__Texte source__
» Je me force à être sérieux « 

Il y a beaucoup de chances que Bruges n’ait pas encore tout vu avec son nouveau gardien.

Tomislav Butina est assis, avec sa femme et sa fille, dans son café habituel, sur la Grand-Place de Bruges. Le garçon revient.  » Merci, mais nous partons « , répond Tomi. Ensuite, à la grande joie de Magdalena, sa fillette de six mois, il imite le trot des chevaux sur les pavés de la vieille ville. Tomi vient d’acheter Vecesnji, un journal croate. Il a aussi emmené des photos de jeunes artistes croates. Rappel : il aime la peinture abstraite. Avant son départ pour la Venise du Nord, il tenait deux galeries d’art à Zagreb et il possède lui-même une jolie collection.

 » Je ne sais pas combien de peintures j’ai. Plus d’une centaine, en tout cas. Elles arrivent la semaine prochaine. Vous devez venir dès qu’elles seront accrochées. J’en ai acheté deux avec mon premier salaire. J’avais 17 ou 18 ans. Je n’avais pas d’endroit où les pendre mais il me les fallait. Ma chambre ne faisait pas plus de quatre mètres carrés. J’avais un lit et un petit bureau. J’ai mis mes tableaux en dessous du lit. J’ai continué à en acquérir. J’aime ça « .

__Enregistrements conservés__
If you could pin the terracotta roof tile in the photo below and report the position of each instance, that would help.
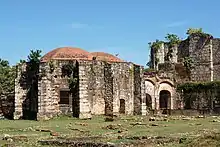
(106, 57)
(67, 53)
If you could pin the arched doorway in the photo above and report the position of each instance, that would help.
(148, 101)
(164, 101)
(122, 106)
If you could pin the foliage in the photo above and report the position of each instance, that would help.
(198, 86)
(70, 70)
(191, 31)
(34, 59)
(7, 76)
(188, 63)
(149, 70)
(172, 40)
(52, 66)
(155, 46)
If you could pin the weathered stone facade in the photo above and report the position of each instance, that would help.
(101, 87)
(204, 52)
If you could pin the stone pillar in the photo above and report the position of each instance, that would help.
(108, 78)
(160, 55)
(84, 105)
(48, 93)
(137, 90)
(174, 54)
(211, 60)
(143, 95)
(20, 90)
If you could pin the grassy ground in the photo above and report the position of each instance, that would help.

__Consignes d'exercice__
A – D'après le texte source, combien de galeries d'art Tomi tenait-il à Zagreb avant de partir pour Bruges ?
B – Recopiez fidèlement les enregistrements en commençant à la ligne qui contient « If you could pin the weathered » et en allant jusqu'à la fin des enregistrements, ces deux limites comprises.

__Réponses complètes__
A – Il tenait deux galeries d'art à Zagreb.

B –
If you could pin the weathered stone facade in the photo above and report the position of each instance, that would help.
(101, 87)
(204, 52)
If you could pin the stone pillar in the photo above and report the position of each instance, that would help.
(108, 78)
(160, 55)
(84, 105)
(48, 93)
(137, 90)
(174, 54)
(211, 60)
(143, 95)
(20, 90)
If you could pin the grassy ground in the photo above and report the position of each instance, that would help.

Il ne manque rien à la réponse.